Aim 1: List every line of the listing that contains the string "hand". Case counts.

Document text:
★ ★ ★ ★ ★
25 Remember what the prophecy of Hosea says? There God says that he will find other children for himself (who are not from his Jewish family) and will love them, though no one had ever loved them before. 26 And the heathen, of whom it once was said, “You are not my people,” shall be called “sons of the Living God.”[c]
27 Isaiah the prophet cried out concerning the Jews that though there would be millions[d] of them, only a small number would ever be saved. 28 “For the Lord will execute his sentence upon the earth, quickly ending his dealings, justly cutting them short.”[e]
29 And Isaiah says in another place that except for God’s mercy all the Jews would be destroyed—all of them—just as everyone in the cities of Sodom and Gomorrah perished.[f]
30 Well then, what shall we say about these things? Just this, that God has given the Gentiles the opportunity to be acquitted by faith, even though they had not been really seeking God. 31 But the Jews, who tried so hard to get right with God by keeping his laws, never succeeded. 32 Why not? Because they were trying to be saved by keeping the law and being good instead of by depending on faith. They have stumbled over the great stumbling stone. 33 God warned them of this in the Scriptures when he said, “I have put a Rock in the path of the Jews, and many will stumble over him (Jesus). Those who believe in him will never be disappointed.”[g]
Footnotes
- Romans 9:6 For these promises are only to those who are truly Jews, implied.
★ ★ ★ ★ ★
Data for processing:
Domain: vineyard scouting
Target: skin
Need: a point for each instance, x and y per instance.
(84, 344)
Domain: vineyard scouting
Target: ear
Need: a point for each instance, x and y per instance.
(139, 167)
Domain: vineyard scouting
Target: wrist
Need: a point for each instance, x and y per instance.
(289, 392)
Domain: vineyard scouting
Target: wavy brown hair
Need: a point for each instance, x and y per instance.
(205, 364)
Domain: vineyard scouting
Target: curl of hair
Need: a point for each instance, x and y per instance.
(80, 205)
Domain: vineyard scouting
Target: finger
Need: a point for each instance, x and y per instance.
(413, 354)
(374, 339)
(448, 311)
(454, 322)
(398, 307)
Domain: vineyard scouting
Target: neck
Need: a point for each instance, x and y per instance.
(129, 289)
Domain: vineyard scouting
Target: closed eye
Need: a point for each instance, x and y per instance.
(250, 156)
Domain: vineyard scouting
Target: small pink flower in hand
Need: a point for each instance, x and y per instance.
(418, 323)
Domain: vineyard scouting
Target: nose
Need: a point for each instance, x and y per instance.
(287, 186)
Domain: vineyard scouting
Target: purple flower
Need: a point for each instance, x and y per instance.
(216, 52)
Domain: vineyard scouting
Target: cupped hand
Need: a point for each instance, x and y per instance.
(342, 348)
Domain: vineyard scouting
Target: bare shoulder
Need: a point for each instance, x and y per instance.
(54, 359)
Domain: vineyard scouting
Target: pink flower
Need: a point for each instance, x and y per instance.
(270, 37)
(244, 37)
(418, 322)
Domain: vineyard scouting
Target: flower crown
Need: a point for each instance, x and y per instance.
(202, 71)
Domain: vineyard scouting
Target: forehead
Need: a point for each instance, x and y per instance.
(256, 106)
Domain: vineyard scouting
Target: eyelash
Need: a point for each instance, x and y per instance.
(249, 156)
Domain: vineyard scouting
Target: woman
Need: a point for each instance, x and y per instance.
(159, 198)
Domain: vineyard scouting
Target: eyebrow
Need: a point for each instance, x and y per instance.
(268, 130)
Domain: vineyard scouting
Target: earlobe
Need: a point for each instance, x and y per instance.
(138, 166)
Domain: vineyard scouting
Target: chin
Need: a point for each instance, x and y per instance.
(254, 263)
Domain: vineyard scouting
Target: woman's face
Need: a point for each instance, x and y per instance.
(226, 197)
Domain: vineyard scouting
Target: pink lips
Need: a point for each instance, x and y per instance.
★ ★ ★ ★ ★
Aim 2: Based on the Romans passage, say whether each statement below agrees with it. Answer yes or no, and quote the words that decide it. (a) The Gentiles had been really seeking God. (b) Isaiah said that only a small number of the Jews would ever be saved. (c) Those who believe in him will be disappointed.

Expected answer 1:
Target: small pink flower in hand
Target: cupped hand

Expected answer 2:
(a) No: "even though they had not been really seeking God."
(b) Yes: "only a small number would ever be saved."
(c) No: "Those who believe in him will never be disappointed."